*** Opening Dataset records ***

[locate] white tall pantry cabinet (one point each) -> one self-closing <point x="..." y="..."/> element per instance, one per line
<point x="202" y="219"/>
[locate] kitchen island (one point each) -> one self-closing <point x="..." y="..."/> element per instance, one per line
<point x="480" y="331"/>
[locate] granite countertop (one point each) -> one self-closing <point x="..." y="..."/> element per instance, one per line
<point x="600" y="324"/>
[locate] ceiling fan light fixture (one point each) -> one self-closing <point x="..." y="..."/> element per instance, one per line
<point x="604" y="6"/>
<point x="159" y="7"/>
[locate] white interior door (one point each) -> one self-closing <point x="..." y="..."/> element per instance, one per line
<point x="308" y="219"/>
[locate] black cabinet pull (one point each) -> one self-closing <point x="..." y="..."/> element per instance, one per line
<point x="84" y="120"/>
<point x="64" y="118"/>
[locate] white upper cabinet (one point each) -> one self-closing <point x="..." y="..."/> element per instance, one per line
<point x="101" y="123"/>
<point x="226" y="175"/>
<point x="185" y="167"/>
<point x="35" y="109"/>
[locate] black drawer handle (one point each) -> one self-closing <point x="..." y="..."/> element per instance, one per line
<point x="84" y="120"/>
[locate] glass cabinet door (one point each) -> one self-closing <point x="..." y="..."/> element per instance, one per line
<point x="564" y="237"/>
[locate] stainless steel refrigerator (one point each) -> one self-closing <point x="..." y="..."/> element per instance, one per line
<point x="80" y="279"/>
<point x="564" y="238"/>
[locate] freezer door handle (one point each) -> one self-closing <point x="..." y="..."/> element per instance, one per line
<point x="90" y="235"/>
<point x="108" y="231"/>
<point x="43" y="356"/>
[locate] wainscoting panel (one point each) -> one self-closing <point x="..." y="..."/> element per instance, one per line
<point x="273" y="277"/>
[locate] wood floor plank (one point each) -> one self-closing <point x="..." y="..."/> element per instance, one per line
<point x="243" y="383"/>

*** Closing Dataset records ***

◆ Brief:
The whole listing above should be copied out exactly, line by line.

◆ Reply to the exercise:
[locate] white tall pantry cabinet (one point each) -> one self-closing <point x="..." y="..."/> element per instance, one per line
<point x="202" y="219"/>
[locate] kitchen island (one point each) -> one self-closing <point x="..." y="..."/> element per instance, one per line
<point x="480" y="331"/>
[locate] granite countertop (one point each) -> one self-closing <point x="..." y="..."/> element per instance, one per line
<point x="600" y="324"/>
[locate] ceiling fan light fixture (one point each) -> one self-closing <point x="..." y="..."/> element per instance, one per line
<point x="604" y="6"/>
<point x="159" y="7"/>
[locate] white interior door (one point each) -> one self-closing <point x="..." y="..."/> element per instance, one per line
<point x="308" y="219"/>
[locate] black cabinet pull (one point each) -> one self-closing <point x="..." y="..."/> element per instance, one per line
<point x="84" y="120"/>
<point x="64" y="118"/>
[locate] white upper cabinet (one point each) -> one self-closing <point x="..." y="..."/> element per instance, one per line
<point x="101" y="123"/>
<point x="226" y="175"/>
<point x="185" y="167"/>
<point x="35" y="109"/>
[locate] black drawer handle (one point each) -> one self-closing <point x="..." y="..."/> element per instance, one per line
<point x="84" y="120"/>
[locate] glass cabinet door (one point each) -> one self-closing <point x="..." y="..."/> element per instance, one per line
<point x="564" y="237"/>
[locate] stainless steel refrigerator (one point each) -> one self-closing <point x="..." y="..."/> element per instance, one per line
<point x="80" y="279"/>
<point x="564" y="238"/>
[locate] freezer door handle (one point each) -> one self-closing <point x="..." y="..."/> element per instance, one per line
<point x="90" y="235"/>
<point x="108" y="231"/>
<point x="43" y="356"/>
[locate] wainscoting panel (one point each) -> one self-closing <point x="..." y="..."/> element per instance, one per line
<point x="273" y="277"/>
[locate] wood floor plank (one point each) -> one self-closing <point x="..." y="..."/> element per instance, one per line
<point x="243" y="383"/>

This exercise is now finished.